Como pensamos muchos federalistas, Bayona considera las dificultades de promover una reforma constitucional, para la cual no existen hoy mayorías suficientes – y que, de todos modos, costará mucho alcanzar. No por ello piensa que no sea posible avanzar útilmente, en el actual marco jurídico, en ámbitos tan decisivos para la vida de la ciudadanía como la mejora del autogobierno, la adquisición de competencias autonómicas o la reforma del modelo de financiación. Totalmente de acuerdo. Y eso demuestra que hay terreno de entendimiento práctico entre la izquierda y un independentismo moderado. Desde la cultura federal añadiríamos, sin embargo, algo que la pandemia ha puesto de relieve y que se revelará más cierto aún ante los estragos sociales y económicos que deja a su paso: la imprescindible cooperación institucional a todos los niveles, no sólo no disminuye al autogobierno, sino que le confiere su verdadero potencial de actuación en la proximidad. Nosotros diríamos que, si bien no hay mayorías para una reforma federal de la Constitución, sí es posible y necesario avanzar en la cultura y las prácticas federales.

TAREAS DEL EJERCICIO:
**A)** Según el fragmento sobre la reforma federal, ¿en qué ámbitos decisivos para la vida de la ciudadanía se puede avanzar dentro del marco jurídico actual? Haz una lista con todos ellos.
**B)** Sigue escribiendo el fragmento sobre la cultura federal a partir de su última oración.

EXTRACTO DE DATOS:
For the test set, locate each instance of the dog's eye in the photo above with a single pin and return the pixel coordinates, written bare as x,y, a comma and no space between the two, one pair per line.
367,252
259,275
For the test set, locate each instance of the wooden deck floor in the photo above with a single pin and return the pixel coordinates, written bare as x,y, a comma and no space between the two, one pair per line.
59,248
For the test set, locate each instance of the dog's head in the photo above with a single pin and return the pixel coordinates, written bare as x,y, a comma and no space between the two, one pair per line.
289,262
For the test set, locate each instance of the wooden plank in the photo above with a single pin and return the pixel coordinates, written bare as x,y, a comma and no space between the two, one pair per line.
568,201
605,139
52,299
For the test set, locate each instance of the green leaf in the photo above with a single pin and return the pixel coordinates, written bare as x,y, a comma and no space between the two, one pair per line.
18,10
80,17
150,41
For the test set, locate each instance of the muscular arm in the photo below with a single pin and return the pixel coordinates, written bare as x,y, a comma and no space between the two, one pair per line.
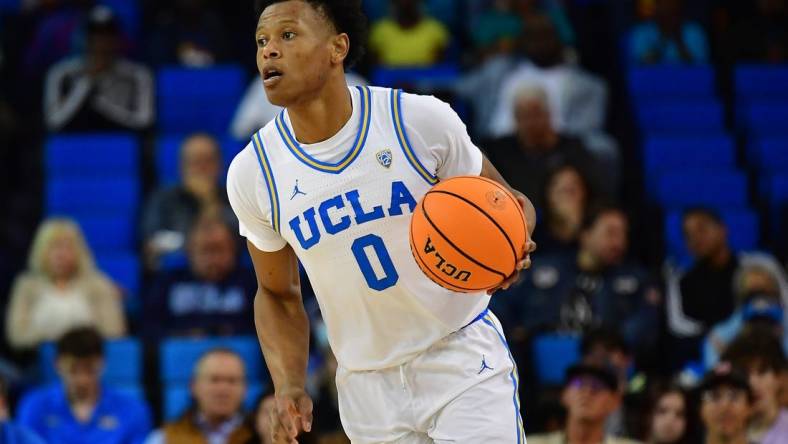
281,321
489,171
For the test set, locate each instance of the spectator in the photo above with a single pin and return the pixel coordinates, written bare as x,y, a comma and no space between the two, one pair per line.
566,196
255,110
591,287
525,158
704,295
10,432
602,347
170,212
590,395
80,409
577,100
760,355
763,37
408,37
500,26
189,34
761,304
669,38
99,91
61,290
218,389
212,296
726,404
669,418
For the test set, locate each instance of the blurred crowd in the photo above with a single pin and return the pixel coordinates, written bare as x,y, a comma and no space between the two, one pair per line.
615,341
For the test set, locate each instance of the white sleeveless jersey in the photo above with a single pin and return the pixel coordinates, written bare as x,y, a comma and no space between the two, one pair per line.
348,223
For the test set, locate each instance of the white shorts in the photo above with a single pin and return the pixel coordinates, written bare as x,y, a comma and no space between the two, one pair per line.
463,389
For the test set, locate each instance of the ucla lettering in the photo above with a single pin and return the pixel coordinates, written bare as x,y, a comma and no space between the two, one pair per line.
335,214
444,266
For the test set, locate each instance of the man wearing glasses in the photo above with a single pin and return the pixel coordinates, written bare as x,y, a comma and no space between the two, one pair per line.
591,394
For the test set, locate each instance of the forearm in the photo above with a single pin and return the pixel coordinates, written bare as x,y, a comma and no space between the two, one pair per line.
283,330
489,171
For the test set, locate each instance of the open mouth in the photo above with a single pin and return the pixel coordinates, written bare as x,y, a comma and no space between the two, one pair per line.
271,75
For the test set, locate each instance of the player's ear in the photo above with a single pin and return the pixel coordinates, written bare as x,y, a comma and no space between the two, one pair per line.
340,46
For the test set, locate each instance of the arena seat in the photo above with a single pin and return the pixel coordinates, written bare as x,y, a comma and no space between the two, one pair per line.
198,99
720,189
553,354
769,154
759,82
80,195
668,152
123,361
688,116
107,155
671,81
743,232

...

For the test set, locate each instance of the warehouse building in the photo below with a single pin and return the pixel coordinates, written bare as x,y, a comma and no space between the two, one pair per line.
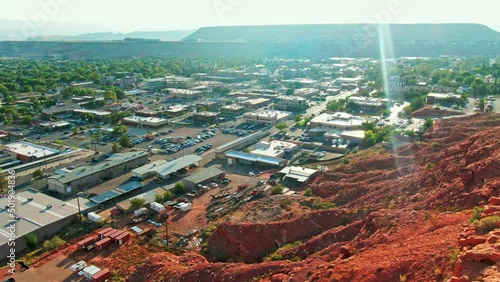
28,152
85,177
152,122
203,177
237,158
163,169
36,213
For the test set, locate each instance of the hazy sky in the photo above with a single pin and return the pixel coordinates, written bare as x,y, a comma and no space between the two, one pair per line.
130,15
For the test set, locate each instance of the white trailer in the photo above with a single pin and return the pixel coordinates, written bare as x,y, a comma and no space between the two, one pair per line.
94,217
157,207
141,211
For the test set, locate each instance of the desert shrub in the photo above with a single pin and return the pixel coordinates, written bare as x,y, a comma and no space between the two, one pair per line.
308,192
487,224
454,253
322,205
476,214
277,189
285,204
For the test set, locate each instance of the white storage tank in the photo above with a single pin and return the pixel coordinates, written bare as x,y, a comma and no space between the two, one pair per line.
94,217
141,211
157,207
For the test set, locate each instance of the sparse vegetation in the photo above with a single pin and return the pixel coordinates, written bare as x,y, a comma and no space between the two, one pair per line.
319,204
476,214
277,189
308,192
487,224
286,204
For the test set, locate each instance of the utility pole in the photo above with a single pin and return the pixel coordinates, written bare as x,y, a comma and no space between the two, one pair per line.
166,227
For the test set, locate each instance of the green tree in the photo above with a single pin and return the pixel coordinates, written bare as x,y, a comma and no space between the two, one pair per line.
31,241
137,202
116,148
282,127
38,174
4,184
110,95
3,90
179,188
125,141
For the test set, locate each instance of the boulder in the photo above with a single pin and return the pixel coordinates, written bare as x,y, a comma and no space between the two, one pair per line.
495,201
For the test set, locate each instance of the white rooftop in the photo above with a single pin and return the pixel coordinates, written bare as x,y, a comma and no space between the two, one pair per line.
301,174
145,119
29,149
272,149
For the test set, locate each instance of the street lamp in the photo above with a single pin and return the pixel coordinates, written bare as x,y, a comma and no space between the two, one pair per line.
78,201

...

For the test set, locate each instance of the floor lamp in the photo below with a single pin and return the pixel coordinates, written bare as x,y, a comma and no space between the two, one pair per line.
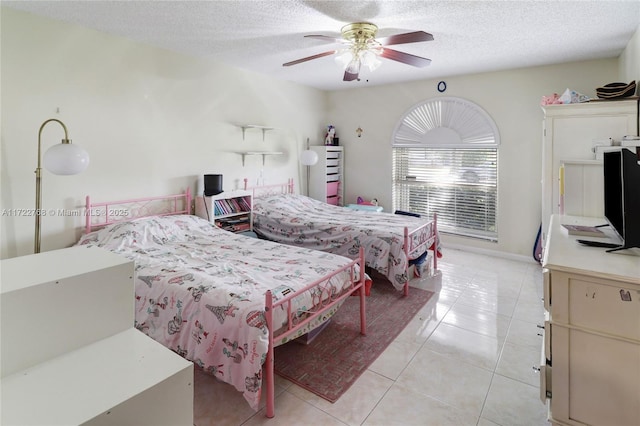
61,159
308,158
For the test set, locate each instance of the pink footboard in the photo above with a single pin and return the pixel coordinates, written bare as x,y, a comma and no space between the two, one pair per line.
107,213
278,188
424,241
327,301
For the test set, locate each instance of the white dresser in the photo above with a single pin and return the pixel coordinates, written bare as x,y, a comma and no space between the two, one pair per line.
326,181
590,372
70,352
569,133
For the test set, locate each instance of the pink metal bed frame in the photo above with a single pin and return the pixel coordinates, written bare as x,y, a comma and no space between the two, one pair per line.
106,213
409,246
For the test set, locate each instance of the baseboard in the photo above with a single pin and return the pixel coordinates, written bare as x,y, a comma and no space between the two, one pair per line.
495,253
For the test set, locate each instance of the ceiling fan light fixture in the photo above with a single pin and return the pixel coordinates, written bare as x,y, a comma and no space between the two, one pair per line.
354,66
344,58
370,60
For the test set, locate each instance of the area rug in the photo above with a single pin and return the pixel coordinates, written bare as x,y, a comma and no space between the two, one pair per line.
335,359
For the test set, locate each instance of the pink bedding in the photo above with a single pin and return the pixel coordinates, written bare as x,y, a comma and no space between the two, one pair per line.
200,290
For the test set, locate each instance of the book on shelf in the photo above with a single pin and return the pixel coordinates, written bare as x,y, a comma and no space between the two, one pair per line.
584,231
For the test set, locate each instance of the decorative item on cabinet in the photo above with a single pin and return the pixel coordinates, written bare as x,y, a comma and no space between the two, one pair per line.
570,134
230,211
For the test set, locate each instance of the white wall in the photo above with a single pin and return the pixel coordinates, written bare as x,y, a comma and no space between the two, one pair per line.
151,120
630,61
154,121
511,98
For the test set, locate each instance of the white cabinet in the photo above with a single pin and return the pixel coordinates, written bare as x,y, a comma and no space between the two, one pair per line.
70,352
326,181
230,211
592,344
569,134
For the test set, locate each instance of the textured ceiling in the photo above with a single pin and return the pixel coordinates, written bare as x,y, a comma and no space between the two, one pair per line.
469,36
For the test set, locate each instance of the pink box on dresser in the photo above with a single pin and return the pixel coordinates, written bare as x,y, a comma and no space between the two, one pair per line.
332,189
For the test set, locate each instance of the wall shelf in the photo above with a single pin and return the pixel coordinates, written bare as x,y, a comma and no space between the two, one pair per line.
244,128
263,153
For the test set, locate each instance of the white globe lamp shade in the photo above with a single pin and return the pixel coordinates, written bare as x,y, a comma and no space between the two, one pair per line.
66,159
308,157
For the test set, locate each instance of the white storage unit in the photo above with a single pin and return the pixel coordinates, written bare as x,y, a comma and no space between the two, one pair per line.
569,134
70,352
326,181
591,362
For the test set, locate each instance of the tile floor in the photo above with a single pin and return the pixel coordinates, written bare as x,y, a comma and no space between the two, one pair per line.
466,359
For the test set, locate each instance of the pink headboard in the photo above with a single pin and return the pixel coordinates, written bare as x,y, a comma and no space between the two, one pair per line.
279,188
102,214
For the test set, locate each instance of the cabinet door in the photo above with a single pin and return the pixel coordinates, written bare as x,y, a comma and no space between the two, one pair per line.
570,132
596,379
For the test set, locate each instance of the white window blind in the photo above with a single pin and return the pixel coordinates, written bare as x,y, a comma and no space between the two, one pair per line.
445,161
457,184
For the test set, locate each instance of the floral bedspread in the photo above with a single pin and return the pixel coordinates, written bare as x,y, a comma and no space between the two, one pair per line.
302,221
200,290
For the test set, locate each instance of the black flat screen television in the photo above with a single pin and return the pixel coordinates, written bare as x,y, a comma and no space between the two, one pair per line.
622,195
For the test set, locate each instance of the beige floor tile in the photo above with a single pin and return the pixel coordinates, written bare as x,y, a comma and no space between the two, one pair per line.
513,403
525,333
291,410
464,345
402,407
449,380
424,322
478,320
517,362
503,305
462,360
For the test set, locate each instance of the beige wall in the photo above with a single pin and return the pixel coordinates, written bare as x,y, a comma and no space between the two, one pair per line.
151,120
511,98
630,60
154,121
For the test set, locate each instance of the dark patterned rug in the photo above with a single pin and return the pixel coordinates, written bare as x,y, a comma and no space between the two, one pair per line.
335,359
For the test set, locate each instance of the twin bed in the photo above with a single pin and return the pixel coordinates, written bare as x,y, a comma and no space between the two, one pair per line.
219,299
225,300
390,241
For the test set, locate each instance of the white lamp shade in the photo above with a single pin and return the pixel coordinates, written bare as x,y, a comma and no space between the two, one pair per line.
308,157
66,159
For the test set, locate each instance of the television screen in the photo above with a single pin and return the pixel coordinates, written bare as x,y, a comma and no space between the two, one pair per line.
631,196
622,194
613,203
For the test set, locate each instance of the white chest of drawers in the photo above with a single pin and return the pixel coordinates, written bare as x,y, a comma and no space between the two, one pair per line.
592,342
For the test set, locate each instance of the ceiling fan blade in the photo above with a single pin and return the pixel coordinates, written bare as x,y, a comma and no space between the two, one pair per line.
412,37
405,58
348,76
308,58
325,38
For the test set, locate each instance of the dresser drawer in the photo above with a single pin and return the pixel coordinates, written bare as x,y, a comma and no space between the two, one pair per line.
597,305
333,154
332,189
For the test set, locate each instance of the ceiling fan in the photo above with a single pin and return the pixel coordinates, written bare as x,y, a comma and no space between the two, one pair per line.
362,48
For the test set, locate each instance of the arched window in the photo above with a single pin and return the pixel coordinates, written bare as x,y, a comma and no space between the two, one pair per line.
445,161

RESPUESTAS:
**A)**
- La mejora del autogobierno
- La adquisición de competencias autonómicas
- La reforma del modelo de financiación

**B)**
No sé si Antoni Bayona estaría del todo de acuerdo. Evocando su estancia en Canadá, dice haber quedado maravillado por los federalistas que deseaban mantener unido un Estado plurinacional. Esperemos que no sea víctima de ese frecuente espejismo que consiste en ver con buenos ojos a los lejanos representantes de una corriente de pensamiento y considerar que, por el contrario, su expresión autóctona resulta insufrible. Admitamos que nuestro federalismo tiene un semblante un tanto rústico. Nos han dado muchos palos y eso endurece la piel. Pero, si alguien ha de sentarse a discutir fraternalmente con gente como Antoni Bayona, será muy probablemente un federalista.